▸ TASK PROMPT
From the line that includes "Pressing-analysis tagging request: spot the street in" to the last line of the records, inclusive, repeat each line exactly.

▸ SUPPLIED MATERIAL
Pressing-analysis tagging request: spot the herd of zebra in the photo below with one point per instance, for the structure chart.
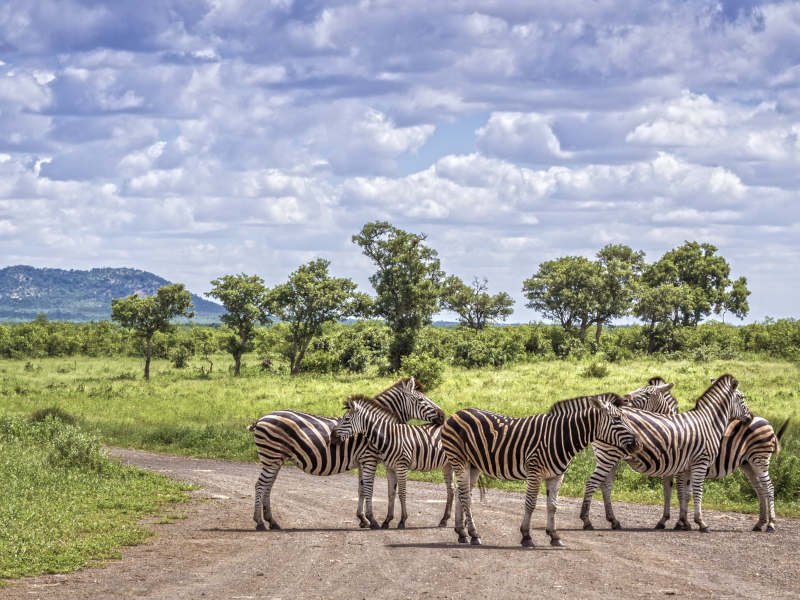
(643, 428)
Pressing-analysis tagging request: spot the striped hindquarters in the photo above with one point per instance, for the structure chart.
(305, 439)
(753, 443)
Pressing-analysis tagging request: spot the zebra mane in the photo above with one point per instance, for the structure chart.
(366, 401)
(582, 403)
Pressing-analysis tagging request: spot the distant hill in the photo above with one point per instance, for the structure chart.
(76, 295)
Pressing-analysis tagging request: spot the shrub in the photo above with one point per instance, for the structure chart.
(596, 369)
(423, 367)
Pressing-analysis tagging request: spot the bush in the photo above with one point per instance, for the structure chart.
(423, 367)
(596, 369)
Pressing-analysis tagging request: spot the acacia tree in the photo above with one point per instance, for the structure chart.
(473, 304)
(407, 282)
(620, 272)
(310, 299)
(146, 315)
(245, 299)
(566, 290)
(697, 267)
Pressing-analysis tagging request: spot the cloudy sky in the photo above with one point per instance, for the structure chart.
(197, 138)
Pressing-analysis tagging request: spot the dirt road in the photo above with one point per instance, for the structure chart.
(216, 553)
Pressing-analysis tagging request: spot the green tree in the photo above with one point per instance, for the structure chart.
(566, 290)
(310, 299)
(150, 314)
(698, 267)
(620, 272)
(245, 300)
(473, 304)
(407, 282)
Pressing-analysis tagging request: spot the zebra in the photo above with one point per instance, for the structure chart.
(654, 397)
(401, 447)
(746, 445)
(685, 444)
(306, 439)
(531, 449)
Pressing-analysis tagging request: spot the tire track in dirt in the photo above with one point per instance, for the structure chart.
(321, 553)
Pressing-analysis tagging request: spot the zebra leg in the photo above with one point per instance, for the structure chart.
(447, 472)
(553, 484)
(531, 493)
(463, 481)
(601, 472)
(667, 481)
(605, 487)
(262, 510)
(391, 481)
(699, 471)
(683, 485)
(402, 475)
(366, 481)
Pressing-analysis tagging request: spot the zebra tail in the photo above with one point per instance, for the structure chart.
(782, 429)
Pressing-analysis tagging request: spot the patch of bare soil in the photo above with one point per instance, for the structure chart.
(321, 553)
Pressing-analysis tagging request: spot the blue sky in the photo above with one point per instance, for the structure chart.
(203, 137)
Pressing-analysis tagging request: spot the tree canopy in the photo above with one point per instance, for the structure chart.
(245, 300)
(407, 282)
(473, 304)
(310, 299)
(146, 315)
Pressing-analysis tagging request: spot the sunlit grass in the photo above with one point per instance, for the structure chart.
(186, 412)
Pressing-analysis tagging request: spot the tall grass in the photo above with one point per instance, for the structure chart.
(64, 504)
(186, 411)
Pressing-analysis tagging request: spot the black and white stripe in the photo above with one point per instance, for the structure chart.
(402, 448)
(685, 444)
(306, 440)
(530, 449)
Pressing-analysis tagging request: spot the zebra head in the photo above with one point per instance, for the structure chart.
(737, 408)
(613, 427)
(653, 398)
(351, 422)
(407, 400)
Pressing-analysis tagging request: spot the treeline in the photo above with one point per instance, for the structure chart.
(361, 345)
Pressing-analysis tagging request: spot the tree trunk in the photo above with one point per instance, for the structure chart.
(147, 361)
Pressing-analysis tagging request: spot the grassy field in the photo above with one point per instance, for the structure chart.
(64, 504)
(187, 412)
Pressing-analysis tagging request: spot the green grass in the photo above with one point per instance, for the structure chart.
(185, 412)
(64, 504)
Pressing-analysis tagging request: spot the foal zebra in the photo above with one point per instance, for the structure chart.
(684, 444)
(306, 439)
(746, 445)
(402, 448)
(531, 449)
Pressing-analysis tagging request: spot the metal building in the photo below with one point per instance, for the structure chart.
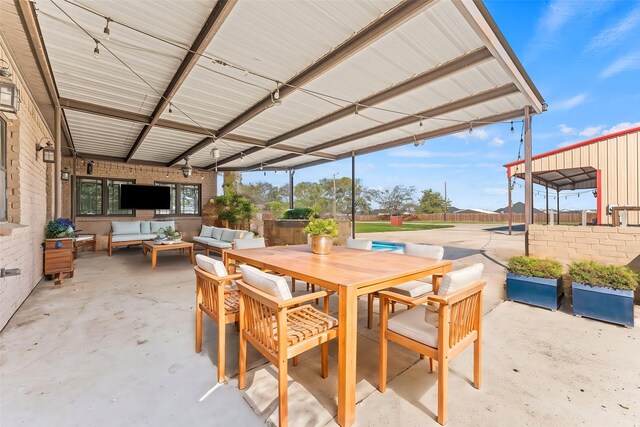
(607, 164)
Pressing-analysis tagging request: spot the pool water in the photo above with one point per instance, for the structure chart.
(388, 247)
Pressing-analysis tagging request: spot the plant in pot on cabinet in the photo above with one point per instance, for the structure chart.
(603, 292)
(322, 232)
(535, 281)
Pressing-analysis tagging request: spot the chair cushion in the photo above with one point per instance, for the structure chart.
(211, 265)
(125, 227)
(424, 251)
(132, 237)
(411, 324)
(362, 244)
(157, 225)
(216, 233)
(228, 235)
(458, 279)
(412, 289)
(206, 231)
(249, 243)
(268, 283)
(145, 227)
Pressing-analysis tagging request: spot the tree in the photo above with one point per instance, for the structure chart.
(432, 202)
(397, 200)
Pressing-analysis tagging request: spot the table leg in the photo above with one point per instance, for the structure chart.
(154, 258)
(347, 347)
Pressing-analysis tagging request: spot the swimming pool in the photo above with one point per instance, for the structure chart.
(388, 247)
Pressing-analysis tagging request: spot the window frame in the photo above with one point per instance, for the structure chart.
(104, 184)
(178, 195)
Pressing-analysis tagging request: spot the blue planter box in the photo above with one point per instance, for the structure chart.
(610, 305)
(546, 293)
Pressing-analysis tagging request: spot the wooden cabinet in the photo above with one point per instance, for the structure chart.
(58, 258)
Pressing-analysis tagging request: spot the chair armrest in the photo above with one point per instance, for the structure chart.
(394, 296)
(302, 298)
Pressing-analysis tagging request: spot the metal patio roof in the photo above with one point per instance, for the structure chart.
(353, 77)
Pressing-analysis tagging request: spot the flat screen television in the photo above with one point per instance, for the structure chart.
(145, 196)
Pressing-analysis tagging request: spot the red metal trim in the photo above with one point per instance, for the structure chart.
(599, 198)
(579, 144)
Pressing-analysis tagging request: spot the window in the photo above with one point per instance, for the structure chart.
(100, 197)
(3, 170)
(185, 199)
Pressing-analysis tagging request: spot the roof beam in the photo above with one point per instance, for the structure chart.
(374, 31)
(478, 98)
(458, 64)
(219, 14)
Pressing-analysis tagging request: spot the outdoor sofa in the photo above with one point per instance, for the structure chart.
(126, 233)
(216, 239)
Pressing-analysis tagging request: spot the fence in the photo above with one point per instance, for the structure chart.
(574, 217)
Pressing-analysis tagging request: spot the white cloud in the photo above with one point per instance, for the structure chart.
(497, 142)
(611, 35)
(629, 62)
(566, 129)
(478, 134)
(620, 127)
(567, 104)
(591, 131)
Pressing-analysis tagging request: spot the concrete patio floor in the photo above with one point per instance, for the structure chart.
(115, 346)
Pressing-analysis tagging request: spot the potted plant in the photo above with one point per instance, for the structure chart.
(603, 292)
(322, 232)
(535, 281)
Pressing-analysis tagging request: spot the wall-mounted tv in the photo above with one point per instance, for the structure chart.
(144, 197)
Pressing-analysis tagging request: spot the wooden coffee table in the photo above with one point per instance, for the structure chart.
(154, 247)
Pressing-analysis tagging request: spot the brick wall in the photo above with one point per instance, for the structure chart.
(142, 174)
(29, 202)
(615, 245)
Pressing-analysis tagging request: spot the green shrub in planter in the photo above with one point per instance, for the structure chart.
(298, 213)
(603, 292)
(535, 281)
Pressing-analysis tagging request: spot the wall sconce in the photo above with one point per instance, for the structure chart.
(187, 170)
(48, 152)
(9, 93)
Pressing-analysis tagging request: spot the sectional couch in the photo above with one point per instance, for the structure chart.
(216, 239)
(126, 233)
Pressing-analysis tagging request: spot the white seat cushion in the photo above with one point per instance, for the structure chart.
(412, 289)
(211, 265)
(249, 243)
(206, 231)
(268, 283)
(459, 279)
(125, 227)
(411, 324)
(361, 244)
(424, 251)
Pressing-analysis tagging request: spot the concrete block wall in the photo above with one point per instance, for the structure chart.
(142, 174)
(614, 245)
(29, 202)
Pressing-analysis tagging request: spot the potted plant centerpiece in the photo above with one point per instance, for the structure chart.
(535, 281)
(603, 292)
(322, 232)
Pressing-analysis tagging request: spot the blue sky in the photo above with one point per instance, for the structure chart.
(584, 57)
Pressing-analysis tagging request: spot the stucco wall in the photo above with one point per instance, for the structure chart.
(29, 202)
(616, 245)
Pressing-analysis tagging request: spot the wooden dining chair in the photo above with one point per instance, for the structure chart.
(439, 333)
(415, 288)
(217, 296)
(275, 323)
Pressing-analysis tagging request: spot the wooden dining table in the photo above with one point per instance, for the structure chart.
(351, 273)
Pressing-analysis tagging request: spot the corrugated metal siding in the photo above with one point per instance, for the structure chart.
(618, 158)
(102, 135)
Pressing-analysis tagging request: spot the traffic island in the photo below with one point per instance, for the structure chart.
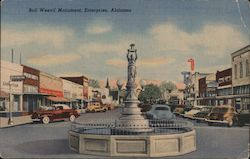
(132, 134)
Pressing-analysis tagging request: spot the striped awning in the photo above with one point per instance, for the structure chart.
(4, 94)
(58, 99)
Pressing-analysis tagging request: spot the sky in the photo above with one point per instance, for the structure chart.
(166, 33)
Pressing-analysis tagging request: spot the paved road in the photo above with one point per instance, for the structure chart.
(50, 141)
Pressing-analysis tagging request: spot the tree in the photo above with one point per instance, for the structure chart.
(150, 94)
(166, 88)
(94, 83)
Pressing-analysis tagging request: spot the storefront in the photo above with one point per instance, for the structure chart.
(240, 78)
(52, 86)
(31, 97)
(73, 92)
(10, 88)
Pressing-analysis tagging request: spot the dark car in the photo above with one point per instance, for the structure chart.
(202, 115)
(55, 112)
(243, 117)
(222, 115)
(159, 111)
(179, 109)
(145, 107)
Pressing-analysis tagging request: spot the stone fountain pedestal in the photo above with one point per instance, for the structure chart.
(132, 135)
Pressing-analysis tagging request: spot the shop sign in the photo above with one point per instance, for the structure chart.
(17, 78)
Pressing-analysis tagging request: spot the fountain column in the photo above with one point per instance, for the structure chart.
(131, 118)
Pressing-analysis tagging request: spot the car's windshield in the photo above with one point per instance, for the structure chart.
(47, 108)
(196, 108)
(219, 110)
(161, 108)
(205, 109)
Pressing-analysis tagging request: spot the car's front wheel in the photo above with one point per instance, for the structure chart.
(45, 120)
(230, 123)
(72, 118)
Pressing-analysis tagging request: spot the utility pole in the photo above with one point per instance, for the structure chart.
(12, 55)
(20, 58)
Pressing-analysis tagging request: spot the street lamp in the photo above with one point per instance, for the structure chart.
(10, 121)
(143, 84)
(14, 78)
(119, 84)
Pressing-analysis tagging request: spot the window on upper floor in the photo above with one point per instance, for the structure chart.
(247, 68)
(235, 71)
(241, 70)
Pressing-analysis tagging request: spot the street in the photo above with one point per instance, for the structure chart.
(37, 140)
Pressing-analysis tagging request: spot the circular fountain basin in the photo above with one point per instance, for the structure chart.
(108, 141)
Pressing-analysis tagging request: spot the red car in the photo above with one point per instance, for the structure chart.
(55, 112)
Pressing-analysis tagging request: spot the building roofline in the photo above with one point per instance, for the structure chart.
(241, 51)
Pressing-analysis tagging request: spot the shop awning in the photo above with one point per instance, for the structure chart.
(58, 99)
(4, 94)
(37, 94)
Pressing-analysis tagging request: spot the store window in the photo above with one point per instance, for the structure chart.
(235, 71)
(247, 68)
(241, 70)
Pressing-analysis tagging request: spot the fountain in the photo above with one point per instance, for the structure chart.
(132, 134)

▸ RESULT FOR THIS EXERCISE
Pressing-analysis tagging request: spot the street in the photo above with one point per instance, for the structure chart.
(37, 140)
Pressing-analysis tagging request: spot the circular fountain basin in the photo above with one point per instance, for the structure chart.
(108, 141)
Pressing-analysis tagging request: spot the red car in the photo above with one point per instance, for the structure chart.
(55, 112)
Pressing-analysis tagging request: spot the building roofline in the photo above with one point per instance, for the structure chart.
(241, 51)
Pressing-analysis tagging request: spot the shop awning in the photo above with one point per instance, for the structure chart.
(58, 99)
(4, 94)
(37, 94)
Pressing-analysis tagging request: spot the store window in the photo above with one point per instance, for the structure chart.
(235, 71)
(247, 68)
(241, 70)
Pressing-analysis tagging request: spot the fountain in the photo above with one point per instance, for the structure chart.
(132, 134)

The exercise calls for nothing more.